Encapsulation, Polymorphism, and Abstraction in Ruby

The Foundational Building Blocks of Object-Oriented Programming

Did you know that Ruby was good for the environment? It is, because it follows strict EPA principles… Encapsulation, Polymorphism, and Abstraction. [Ducks a volley of Tomato objects thrown at him].

In a previous post, we discussed the importance of classes in OOP, and developed the mental image of classes as providing more defined jobs and roles to our data. To summarize: classes allow us to build applications that scale well and deal with more complex and customized data structures. They do this by enabling us to store data in specific ways (i.e., attributes) and to interact with this data both internally and from the outside world, also in specific ways (i.e., behaviors, or methods).

In this article, we’ll define and understand all the following terms and concepts: encapsulation, polymorphism, abstraction, method access control, class inheritance, single inheritance, multiple inheritance, duck typing, is-a relationship v.s. has-a relationship, collaborator class and collaborator objects, syntactical sugar, superclass, nil v.s. nothing, dynamically typed v.s. statically typed, interface inheritance, mixin, namespacing, collisions, composition v.s. inheritance, method lookup path, overriding inherited methods, ancestors, and classes v.s. modules.

→ Given instruction 1: In the Ruby OOP excerpt, which three principles make up the "EPA principles" that Ruby is said to follow?
→ Given instruction 2: Reproduce everything in the Ruby OOP excerpt from "Did you know" down to "behaviors, or methods).".

→ Record set:

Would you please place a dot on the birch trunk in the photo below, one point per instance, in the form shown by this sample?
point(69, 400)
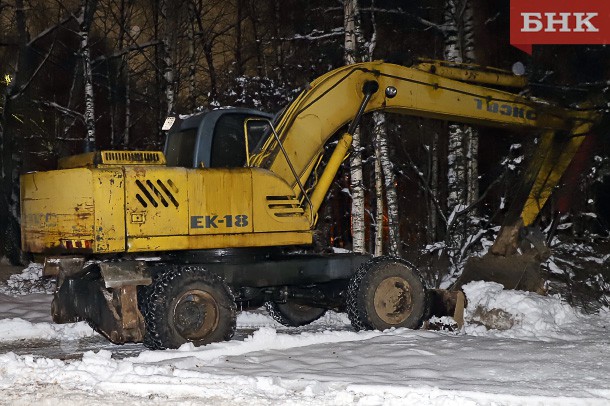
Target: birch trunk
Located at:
point(356, 177)
point(389, 180)
point(462, 176)
point(87, 11)
point(168, 40)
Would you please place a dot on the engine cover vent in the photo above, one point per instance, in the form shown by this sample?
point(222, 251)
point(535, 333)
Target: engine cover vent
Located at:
point(112, 158)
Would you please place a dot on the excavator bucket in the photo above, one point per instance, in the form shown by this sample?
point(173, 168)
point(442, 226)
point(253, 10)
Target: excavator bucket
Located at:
point(518, 272)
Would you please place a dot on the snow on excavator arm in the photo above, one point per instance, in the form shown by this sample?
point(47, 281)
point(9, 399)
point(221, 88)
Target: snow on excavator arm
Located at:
point(426, 90)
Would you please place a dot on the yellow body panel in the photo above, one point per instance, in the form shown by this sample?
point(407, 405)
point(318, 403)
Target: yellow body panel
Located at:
point(220, 201)
point(156, 208)
point(109, 200)
point(180, 242)
point(155, 201)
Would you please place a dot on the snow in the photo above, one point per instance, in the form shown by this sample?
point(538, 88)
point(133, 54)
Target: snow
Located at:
point(537, 351)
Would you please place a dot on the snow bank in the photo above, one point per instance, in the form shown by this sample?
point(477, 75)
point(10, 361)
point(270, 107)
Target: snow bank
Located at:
point(516, 314)
point(28, 282)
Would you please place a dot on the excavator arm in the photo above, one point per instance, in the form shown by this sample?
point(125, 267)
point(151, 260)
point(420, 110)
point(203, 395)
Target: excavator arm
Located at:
point(425, 90)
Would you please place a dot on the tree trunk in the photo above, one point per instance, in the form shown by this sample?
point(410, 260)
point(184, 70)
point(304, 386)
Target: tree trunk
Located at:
point(381, 145)
point(356, 177)
point(168, 41)
point(379, 199)
point(462, 177)
point(87, 11)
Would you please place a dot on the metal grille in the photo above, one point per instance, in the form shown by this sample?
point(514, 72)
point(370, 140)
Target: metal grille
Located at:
point(132, 157)
point(157, 193)
point(284, 206)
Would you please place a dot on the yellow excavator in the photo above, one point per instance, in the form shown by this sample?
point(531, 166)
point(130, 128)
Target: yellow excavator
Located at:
point(162, 247)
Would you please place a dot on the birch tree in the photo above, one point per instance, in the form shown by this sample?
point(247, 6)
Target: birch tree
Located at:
point(352, 26)
point(84, 19)
point(462, 176)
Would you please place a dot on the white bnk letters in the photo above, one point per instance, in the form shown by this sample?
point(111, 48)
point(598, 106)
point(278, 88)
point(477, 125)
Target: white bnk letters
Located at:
point(532, 22)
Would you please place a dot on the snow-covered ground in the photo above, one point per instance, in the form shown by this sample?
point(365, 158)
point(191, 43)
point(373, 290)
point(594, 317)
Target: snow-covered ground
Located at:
point(547, 354)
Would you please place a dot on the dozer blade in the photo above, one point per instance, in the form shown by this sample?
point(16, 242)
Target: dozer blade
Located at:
point(518, 272)
point(446, 303)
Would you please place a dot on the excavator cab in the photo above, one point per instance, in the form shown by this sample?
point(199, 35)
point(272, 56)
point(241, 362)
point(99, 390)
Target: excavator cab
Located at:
point(214, 139)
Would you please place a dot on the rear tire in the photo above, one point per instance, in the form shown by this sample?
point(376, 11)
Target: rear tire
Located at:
point(384, 293)
point(292, 314)
point(187, 304)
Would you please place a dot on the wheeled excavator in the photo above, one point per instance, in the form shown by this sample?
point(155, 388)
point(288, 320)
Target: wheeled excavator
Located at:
point(162, 247)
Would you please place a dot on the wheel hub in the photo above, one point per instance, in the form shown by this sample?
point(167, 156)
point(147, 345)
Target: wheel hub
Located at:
point(393, 301)
point(195, 315)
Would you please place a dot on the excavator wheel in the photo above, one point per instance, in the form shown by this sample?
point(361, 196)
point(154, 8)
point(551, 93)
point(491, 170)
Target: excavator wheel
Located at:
point(292, 314)
point(384, 293)
point(187, 304)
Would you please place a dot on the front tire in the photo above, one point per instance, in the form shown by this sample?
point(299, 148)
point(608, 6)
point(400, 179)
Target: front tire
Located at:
point(188, 304)
point(384, 293)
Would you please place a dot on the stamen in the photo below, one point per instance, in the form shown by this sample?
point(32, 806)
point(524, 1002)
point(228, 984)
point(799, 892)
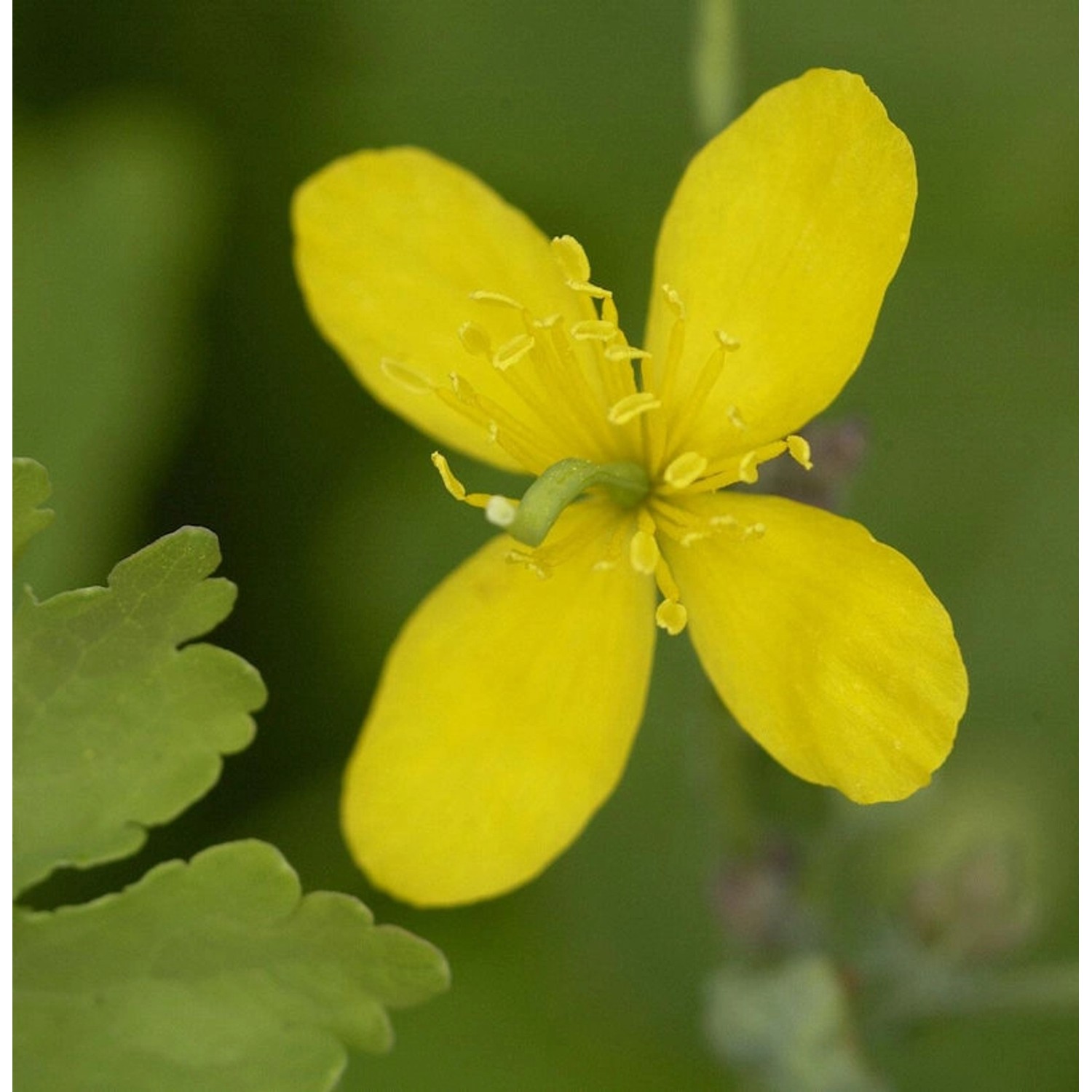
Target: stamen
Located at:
point(496, 297)
point(576, 268)
point(624, 411)
point(456, 487)
point(644, 553)
point(528, 561)
point(674, 301)
point(406, 378)
point(670, 614)
point(707, 379)
point(500, 426)
point(594, 330)
point(626, 353)
point(513, 352)
point(686, 470)
point(801, 450)
point(500, 511)
point(571, 257)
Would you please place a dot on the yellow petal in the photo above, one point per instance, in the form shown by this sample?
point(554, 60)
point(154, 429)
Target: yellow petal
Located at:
point(827, 646)
point(783, 234)
point(502, 721)
point(390, 246)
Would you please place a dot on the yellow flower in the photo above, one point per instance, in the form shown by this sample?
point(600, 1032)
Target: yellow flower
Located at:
point(510, 700)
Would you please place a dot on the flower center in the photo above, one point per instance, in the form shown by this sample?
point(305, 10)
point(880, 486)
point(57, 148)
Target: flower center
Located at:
point(587, 413)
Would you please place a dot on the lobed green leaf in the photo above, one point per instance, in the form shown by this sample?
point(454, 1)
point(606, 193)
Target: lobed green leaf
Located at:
point(790, 1024)
point(209, 976)
point(30, 488)
point(116, 727)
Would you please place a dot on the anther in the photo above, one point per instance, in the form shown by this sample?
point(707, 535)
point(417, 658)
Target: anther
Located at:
point(454, 486)
point(576, 268)
point(406, 378)
point(644, 553)
point(496, 297)
point(670, 615)
point(674, 301)
point(571, 257)
point(685, 470)
point(593, 330)
point(801, 450)
point(626, 353)
point(625, 410)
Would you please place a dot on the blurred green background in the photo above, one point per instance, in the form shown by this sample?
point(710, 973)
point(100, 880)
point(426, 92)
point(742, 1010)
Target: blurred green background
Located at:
point(166, 373)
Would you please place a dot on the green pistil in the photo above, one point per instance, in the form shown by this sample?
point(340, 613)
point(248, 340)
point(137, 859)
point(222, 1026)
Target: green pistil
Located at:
point(558, 486)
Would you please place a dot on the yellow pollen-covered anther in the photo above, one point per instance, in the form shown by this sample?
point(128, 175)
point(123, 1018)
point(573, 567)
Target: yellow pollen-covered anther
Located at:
point(625, 410)
point(685, 470)
point(454, 486)
point(571, 257)
point(513, 352)
point(801, 450)
point(644, 553)
point(626, 353)
point(594, 330)
point(674, 301)
point(670, 615)
point(498, 298)
point(576, 268)
point(748, 469)
point(406, 378)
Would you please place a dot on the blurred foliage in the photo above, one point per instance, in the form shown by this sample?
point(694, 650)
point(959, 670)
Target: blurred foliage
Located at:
point(216, 973)
point(583, 116)
point(115, 727)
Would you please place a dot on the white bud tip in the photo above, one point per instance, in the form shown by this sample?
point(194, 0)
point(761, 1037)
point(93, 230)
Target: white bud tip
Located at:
point(499, 511)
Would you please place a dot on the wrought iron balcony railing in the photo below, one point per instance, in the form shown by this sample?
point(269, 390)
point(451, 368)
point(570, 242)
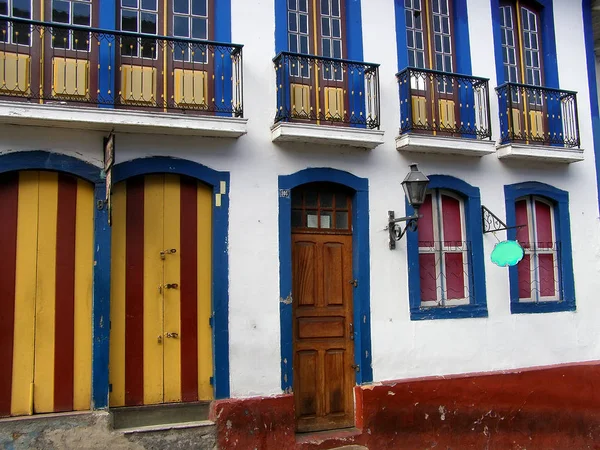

→ Problem solution 1: Encapsulation, Polymorphism, and Abstraction.

→ Problem solution 2:
Did you know that Ruby was good for the environment? It is, because it follows strict EPA principles… Encapsulation, Polymorphism, and Abstraction. [Ducks a volley of Tomato objects thrown at him].

In a previous post, we discussed the importance of classes in OOP, and developed the mental image of classes as providing more defined jobs and roles to our data. To summarize: classes allow us to build applications that scale well and deal with more complex and customized data structures. They do this by enabling us to store data in specific ways (i.e., attributes) and to interact with this data both internally and from the outside world, also in specific ways (i.e., behaviors, or methods).